The Muppets Lead the Old Comeback Kids

The returns of acts ranging from The Muppets to Black Sabbath to Woody Woodpecker give us reboots to be thankful — and hopeful — for.

Perhaps the highlight of the latest "Saturday Night Live" came early on when The Muppets invaded Jason Segel’s opening monologue, razzing their human movie partner in song — only to be quickly panned by armchair critics Statler and Waldorf, sitting in the audience at Studio 8H.

Statler said he hoped that musical guests Florence and the Machine brought a time machine — "so we can go back to before we heard that song."

You can be forgiven for thinking we're all in an entertainment time machine these days. While the reboot genre dipped to its hellish bottom with this season's short-lived revival of "Charlie’s Angels," we've been treated to a spate of recent reports of comebacks to be thankful for — or at least hopeful for — as Thanksgiving approaches.

Ozzy Osbourne is reuniting with Black Sabbath for a tour and album. Even if the efforts don’t sate a metal jones, they seem certain at least to satisfy some morbid curiosity (what’s Geezer been doing all these years, anyway?). The long neglected Woody Woodpecker, meanwhile, is due for a big screen return, The Hollywood Reporter notes. (Just keep the raucous redhead away from head-chomping Ozzy.)

Joss Whedon told Yahoo! Movies a sequel to the terrific 2008 Internet mini-musical "Dr. Horrible's Sing-Along Blog" is slowly coming along, and we learned last week that the planned new episodes of "Arrested Development" will be shown on Netflix as a prelude to the cult classic TV show's long-awaited big-screen debut. Speaking of movies, we're even warming to the idea of Billy Crystal stepping in to host the Academy Awards after an eight-year absence.

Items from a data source
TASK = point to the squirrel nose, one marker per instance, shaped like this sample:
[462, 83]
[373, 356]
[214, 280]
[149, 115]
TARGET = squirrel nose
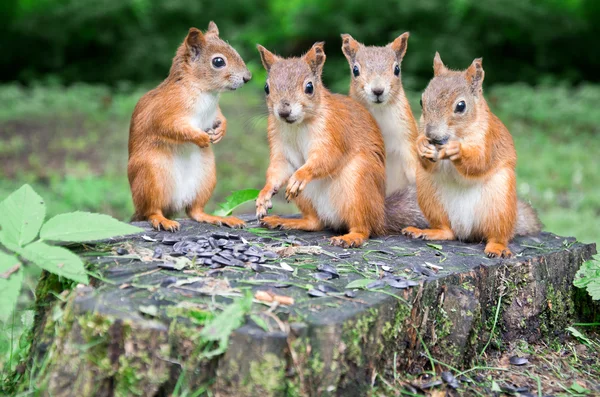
[285, 113]
[377, 91]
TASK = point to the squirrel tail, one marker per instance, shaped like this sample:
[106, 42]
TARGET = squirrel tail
[528, 221]
[402, 210]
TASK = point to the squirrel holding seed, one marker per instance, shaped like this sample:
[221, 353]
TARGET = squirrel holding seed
[329, 151]
[376, 83]
[171, 163]
[466, 183]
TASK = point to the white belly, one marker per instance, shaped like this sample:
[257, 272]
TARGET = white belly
[190, 170]
[395, 131]
[462, 200]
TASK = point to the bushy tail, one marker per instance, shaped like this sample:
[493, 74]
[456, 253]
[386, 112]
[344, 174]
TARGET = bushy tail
[402, 210]
[528, 221]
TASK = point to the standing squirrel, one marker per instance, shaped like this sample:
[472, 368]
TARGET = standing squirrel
[329, 151]
[466, 184]
[376, 83]
[171, 164]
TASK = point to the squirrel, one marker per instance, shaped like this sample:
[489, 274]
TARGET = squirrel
[376, 83]
[466, 182]
[171, 164]
[329, 150]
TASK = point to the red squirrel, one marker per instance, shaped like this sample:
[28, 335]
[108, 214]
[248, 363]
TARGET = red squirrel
[466, 183]
[328, 150]
[376, 83]
[171, 163]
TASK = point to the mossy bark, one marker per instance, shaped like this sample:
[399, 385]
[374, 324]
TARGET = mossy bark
[95, 341]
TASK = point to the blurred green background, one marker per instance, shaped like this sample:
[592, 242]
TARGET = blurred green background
[71, 72]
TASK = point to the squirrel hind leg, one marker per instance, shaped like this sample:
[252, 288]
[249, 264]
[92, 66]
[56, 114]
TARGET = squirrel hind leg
[429, 234]
[354, 239]
[497, 249]
[158, 221]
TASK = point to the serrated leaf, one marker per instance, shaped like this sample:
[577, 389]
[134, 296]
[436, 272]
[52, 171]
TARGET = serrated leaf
[360, 283]
[235, 200]
[219, 329]
[21, 216]
[56, 260]
[11, 279]
[85, 226]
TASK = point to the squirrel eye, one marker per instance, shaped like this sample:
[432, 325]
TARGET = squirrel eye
[309, 89]
[218, 62]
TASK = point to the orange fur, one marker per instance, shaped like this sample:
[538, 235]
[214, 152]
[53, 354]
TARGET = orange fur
[373, 70]
[466, 183]
[327, 148]
[171, 164]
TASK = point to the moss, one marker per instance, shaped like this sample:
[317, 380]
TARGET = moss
[267, 377]
[391, 331]
[355, 335]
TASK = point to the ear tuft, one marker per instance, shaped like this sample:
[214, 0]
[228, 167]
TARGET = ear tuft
[438, 66]
[475, 75]
[315, 57]
[349, 47]
[212, 28]
[267, 57]
[400, 44]
[194, 41]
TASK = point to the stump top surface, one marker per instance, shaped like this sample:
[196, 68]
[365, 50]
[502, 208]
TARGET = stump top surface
[137, 286]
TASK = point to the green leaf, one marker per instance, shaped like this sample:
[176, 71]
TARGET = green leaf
[220, 328]
[11, 279]
[235, 200]
[56, 260]
[588, 277]
[21, 216]
[84, 226]
[360, 283]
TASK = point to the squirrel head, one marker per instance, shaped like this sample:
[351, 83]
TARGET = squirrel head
[376, 78]
[452, 102]
[205, 57]
[294, 88]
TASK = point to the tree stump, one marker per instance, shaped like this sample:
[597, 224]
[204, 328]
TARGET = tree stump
[136, 329]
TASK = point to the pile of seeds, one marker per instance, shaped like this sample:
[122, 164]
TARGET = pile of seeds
[216, 251]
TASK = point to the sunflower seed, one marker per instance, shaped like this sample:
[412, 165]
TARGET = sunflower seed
[326, 288]
[515, 360]
[316, 293]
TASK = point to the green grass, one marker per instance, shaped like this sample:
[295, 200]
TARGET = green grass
[71, 145]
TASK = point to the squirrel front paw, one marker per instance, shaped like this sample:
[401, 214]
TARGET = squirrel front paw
[451, 150]
[425, 149]
[217, 132]
[297, 183]
[202, 140]
[263, 203]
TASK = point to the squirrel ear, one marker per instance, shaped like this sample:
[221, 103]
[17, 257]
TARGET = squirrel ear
[267, 57]
[400, 44]
[438, 65]
[315, 57]
[212, 28]
[194, 41]
[475, 75]
[349, 47]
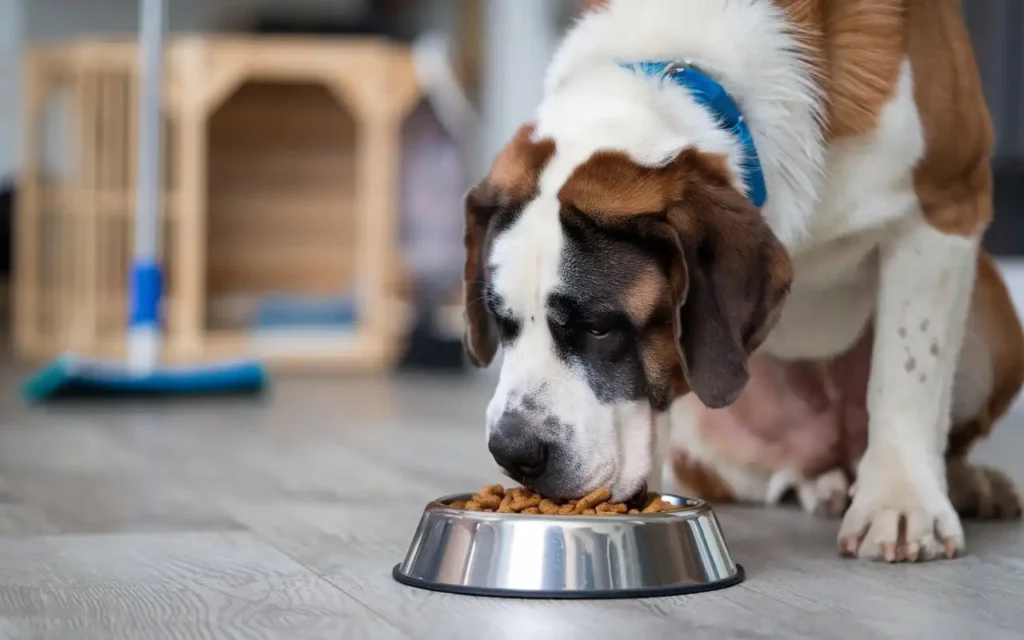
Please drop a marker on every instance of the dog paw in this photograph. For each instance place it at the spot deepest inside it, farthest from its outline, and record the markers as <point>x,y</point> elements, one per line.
<point>982,493</point>
<point>824,496</point>
<point>900,513</point>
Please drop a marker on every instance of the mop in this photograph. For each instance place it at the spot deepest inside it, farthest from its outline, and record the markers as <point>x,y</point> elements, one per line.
<point>141,375</point>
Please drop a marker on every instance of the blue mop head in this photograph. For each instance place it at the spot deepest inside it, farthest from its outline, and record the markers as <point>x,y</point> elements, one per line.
<point>73,376</point>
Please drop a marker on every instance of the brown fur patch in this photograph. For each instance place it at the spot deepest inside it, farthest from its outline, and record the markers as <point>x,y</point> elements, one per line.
<point>727,272</point>
<point>644,295</point>
<point>857,46</point>
<point>517,168</point>
<point>699,479</point>
<point>997,323</point>
<point>953,181</point>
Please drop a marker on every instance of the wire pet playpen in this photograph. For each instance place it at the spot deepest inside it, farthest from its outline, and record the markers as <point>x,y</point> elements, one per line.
<point>280,220</point>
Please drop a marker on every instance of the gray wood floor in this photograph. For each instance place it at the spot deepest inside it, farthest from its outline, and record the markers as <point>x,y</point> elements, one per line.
<point>282,518</point>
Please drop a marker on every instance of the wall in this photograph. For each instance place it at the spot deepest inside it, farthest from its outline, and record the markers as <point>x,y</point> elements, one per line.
<point>10,44</point>
<point>27,22</point>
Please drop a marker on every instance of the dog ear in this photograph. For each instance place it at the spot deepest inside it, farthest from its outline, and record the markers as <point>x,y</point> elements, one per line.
<point>489,205</point>
<point>480,337</point>
<point>729,280</point>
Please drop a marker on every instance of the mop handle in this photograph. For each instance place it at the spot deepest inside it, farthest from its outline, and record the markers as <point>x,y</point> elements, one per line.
<point>143,324</point>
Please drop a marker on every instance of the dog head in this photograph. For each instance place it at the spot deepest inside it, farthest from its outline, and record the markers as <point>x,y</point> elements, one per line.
<point>611,292</point>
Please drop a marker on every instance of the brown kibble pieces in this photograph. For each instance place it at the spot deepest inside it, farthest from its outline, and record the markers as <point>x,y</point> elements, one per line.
<point>494,489</point>
<point>610,508</point>
<point>496,499</point>
<point>593,499</point>
<point>488,501</point>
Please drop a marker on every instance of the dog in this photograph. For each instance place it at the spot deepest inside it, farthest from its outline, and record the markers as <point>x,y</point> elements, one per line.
<point>740,241</point>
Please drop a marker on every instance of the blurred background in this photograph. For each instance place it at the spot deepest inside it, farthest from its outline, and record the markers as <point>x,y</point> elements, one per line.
<point>315,155</point>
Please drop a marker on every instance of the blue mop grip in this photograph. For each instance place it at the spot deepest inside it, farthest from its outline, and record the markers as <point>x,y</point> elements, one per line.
<point>146,289</point>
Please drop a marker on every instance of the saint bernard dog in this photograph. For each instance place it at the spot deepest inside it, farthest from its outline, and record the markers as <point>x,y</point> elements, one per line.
<point>739,243</point>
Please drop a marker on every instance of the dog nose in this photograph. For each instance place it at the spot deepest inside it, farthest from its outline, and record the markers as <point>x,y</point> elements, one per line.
<point>520,455</point>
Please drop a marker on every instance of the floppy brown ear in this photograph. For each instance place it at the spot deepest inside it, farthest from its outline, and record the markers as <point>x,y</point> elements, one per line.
<point>510,182</point>
<point>729,283</point>
<point>481,330</point>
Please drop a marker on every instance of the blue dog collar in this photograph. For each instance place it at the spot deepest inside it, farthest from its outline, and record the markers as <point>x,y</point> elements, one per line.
<point>716,99</point>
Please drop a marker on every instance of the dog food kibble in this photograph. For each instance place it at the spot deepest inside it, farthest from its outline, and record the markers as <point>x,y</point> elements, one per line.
<point>496,499</point>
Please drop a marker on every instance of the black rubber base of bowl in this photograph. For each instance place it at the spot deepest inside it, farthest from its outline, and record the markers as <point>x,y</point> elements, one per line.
<point>658,592</point>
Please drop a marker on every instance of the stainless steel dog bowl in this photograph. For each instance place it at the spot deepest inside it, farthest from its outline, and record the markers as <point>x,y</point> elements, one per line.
<point>571,556</point>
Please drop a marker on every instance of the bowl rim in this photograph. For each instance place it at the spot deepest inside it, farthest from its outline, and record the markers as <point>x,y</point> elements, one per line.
<point>695,506</point>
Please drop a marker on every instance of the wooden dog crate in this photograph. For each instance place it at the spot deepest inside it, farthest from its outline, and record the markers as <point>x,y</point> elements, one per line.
<point>281,162</point>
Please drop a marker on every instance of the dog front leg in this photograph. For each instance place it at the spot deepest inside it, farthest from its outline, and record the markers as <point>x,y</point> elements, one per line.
<point>900,509</point>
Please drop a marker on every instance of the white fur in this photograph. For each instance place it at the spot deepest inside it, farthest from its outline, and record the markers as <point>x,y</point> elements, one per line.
<point>612,444</point>
<point>748,45</point>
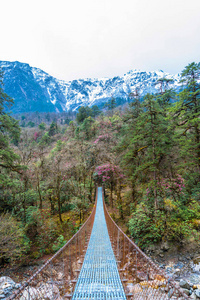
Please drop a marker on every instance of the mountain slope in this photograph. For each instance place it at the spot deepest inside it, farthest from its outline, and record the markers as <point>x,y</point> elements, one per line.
<point>34,90</point>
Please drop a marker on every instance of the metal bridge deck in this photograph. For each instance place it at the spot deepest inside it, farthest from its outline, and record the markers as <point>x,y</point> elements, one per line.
<point>99,277</point>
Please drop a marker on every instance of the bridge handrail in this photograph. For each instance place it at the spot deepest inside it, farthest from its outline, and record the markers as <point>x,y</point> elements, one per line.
<point>110,223</point>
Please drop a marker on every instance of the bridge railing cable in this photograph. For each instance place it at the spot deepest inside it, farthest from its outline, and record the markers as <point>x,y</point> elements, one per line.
<point>57,277</point>
<point>141,277</point>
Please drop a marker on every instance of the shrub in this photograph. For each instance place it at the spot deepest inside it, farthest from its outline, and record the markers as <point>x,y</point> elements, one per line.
<point>13,241</point>
<point>60,242</point>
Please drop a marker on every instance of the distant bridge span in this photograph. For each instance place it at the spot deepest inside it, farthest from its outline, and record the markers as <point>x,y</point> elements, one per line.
<point>99,262</point>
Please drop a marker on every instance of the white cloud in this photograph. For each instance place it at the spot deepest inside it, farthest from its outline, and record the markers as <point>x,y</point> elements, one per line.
<point>90,38</point>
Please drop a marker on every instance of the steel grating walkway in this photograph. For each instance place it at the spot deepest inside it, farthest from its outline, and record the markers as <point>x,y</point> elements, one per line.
<point>99,277</point>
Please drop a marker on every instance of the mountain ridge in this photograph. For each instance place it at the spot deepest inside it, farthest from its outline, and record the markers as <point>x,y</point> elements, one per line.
<point>35,90</point>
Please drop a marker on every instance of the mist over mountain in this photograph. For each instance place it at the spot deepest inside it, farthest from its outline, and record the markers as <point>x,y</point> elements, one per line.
<point>34,90</point>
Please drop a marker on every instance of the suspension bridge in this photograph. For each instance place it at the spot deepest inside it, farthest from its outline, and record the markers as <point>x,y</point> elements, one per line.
<point>99,262</point>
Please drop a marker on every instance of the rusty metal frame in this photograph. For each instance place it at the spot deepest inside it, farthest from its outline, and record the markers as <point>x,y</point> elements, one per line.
<point>65,263</point>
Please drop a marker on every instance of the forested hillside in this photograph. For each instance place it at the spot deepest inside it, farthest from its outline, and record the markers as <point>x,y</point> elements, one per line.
<point>147,154</point>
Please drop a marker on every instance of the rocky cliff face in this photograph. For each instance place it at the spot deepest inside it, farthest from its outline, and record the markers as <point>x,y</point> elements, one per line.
<point>34,90</point>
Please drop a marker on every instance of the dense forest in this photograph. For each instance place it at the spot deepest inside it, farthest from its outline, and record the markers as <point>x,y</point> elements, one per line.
<point>146,153</point>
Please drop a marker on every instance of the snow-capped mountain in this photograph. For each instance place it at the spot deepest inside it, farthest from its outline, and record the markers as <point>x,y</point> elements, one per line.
<point>34,90</point>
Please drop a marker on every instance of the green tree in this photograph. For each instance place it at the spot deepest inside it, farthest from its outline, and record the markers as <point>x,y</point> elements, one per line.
<point>83,113</point>
<point>53,129</point>
<point>186,115</point>
<point>9,130</point>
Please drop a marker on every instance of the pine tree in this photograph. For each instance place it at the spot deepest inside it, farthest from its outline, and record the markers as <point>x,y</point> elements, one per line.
<point>9,131</point>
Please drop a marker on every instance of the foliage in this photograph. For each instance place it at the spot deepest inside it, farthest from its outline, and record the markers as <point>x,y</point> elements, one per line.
<point>13,242</point>
<point>60,242</point>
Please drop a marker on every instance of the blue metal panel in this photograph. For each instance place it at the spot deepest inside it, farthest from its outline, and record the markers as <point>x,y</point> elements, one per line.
<point>99,277</point>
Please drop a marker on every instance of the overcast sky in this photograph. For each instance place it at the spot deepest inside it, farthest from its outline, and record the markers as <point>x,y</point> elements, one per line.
<point>72,39</point>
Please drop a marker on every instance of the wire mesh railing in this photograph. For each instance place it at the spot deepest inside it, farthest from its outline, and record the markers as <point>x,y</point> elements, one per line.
<point>141,277</point>
<point>57,277</point>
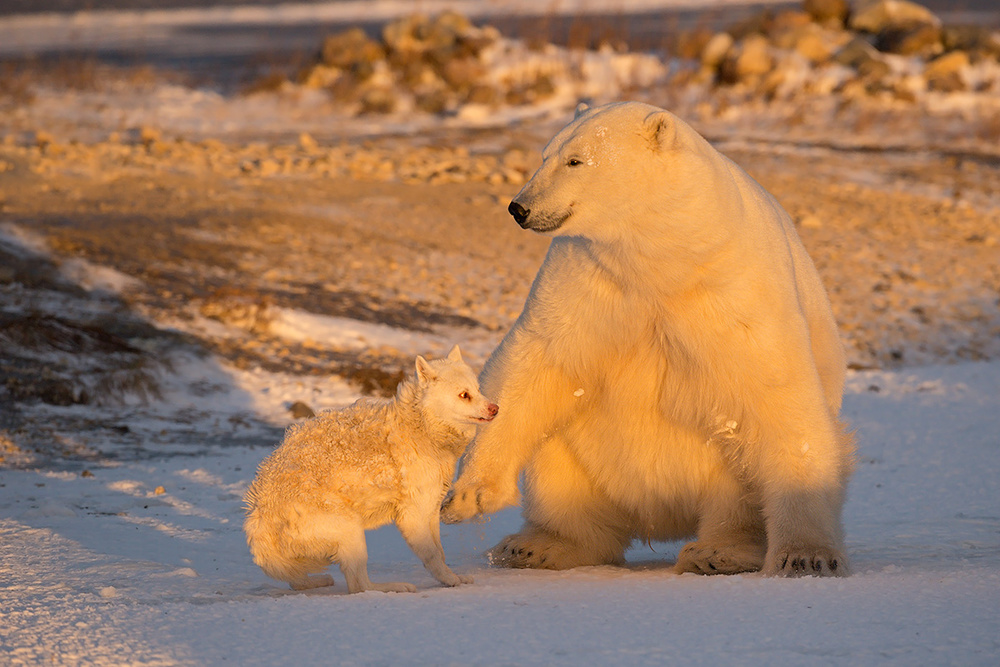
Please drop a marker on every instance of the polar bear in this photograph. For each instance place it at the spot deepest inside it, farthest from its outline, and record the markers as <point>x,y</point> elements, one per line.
<point>676,371</point>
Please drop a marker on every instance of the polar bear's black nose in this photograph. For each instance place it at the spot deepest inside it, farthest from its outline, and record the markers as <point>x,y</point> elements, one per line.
<point>519,212</point>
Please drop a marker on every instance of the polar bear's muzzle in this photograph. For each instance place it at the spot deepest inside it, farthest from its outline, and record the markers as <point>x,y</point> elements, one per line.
<point>520,214</point>
<point>540,223</point>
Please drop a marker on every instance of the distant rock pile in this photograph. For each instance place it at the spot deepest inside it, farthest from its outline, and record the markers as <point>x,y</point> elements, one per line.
<point>446,65</point>
<point>889,48</point>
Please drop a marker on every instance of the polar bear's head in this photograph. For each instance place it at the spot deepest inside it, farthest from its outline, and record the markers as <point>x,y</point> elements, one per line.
<point>613,167</point>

* [What is asked]
[1] According to the article on entertainment comebacks, where will the planned new episodes of "Arrested Development" be shown?
[2] From the article on entertainment comebacks, write out the stretch from "The Muppets Lead" through "hopeful — for.".

* [Solved tasks]
[1] On Netflix.

[2]
The Muppets Lead the Old Comeback Kids

The returns of acts ranging from The Muppets to Black Sabbath to Woody Woodpecker give us reboots to be thankful — and hopeful — for.